[[ Exercise data open ]]

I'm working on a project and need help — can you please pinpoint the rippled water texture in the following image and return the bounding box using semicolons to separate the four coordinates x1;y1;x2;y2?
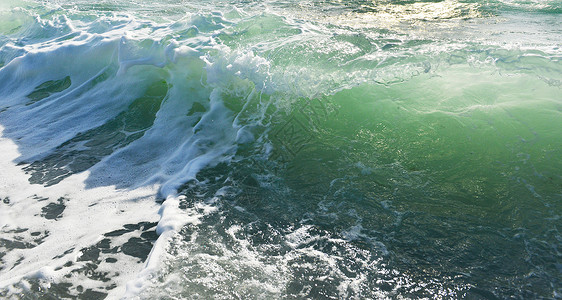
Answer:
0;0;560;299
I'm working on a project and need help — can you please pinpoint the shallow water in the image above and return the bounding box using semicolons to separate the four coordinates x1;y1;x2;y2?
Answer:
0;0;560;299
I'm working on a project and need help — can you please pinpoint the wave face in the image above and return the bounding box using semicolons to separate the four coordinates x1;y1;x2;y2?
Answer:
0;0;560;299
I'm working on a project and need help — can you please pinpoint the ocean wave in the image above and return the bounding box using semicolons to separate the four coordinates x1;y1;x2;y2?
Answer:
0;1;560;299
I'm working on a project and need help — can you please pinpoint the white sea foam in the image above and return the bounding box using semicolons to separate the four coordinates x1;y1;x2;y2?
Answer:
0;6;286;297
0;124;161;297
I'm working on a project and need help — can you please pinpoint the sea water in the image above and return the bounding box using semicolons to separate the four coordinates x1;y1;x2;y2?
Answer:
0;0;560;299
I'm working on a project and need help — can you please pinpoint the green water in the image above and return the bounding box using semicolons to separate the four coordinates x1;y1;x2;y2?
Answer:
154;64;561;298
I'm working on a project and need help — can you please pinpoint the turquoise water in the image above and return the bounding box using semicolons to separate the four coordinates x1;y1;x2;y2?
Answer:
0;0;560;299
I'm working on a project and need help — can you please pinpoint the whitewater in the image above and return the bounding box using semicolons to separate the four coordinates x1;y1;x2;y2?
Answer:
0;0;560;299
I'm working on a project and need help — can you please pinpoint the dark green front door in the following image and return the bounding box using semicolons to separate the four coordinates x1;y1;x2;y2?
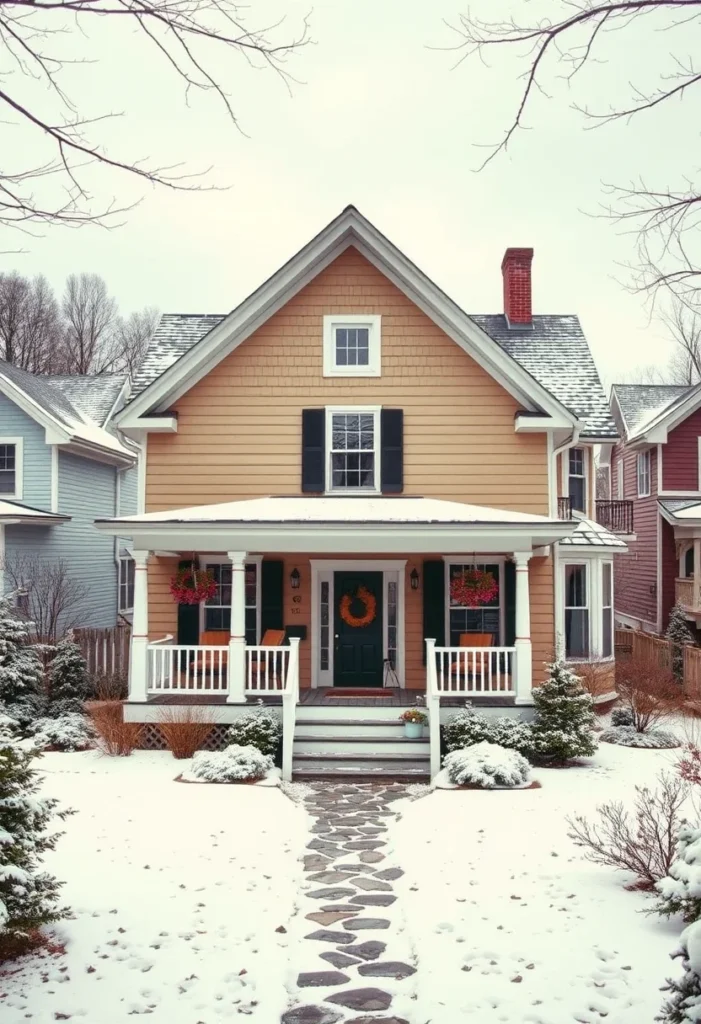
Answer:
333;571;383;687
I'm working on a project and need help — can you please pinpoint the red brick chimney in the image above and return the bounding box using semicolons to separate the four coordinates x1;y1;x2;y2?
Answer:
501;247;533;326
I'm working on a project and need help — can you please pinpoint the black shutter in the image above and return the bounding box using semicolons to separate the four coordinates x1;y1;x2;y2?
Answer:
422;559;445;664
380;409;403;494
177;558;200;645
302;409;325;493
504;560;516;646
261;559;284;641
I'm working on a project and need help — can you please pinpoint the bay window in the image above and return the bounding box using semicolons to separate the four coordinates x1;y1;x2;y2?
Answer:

[[ Exercise data closed ]]

Wherever the string "wave" appears in a line of the records above, copy that line.

Response for this exercise.
I'm working on a project and need help — can you please pinpoint the wave face in the image above and return the bounding box using semicolons to separate the four coordinates x1;y1;x2;y2?
I'm working on a project and need help — can you please pinpoint the ocean wave in the image above and return the bounding box using semicolons to separate the four coordinates x1;y1;x2;y2?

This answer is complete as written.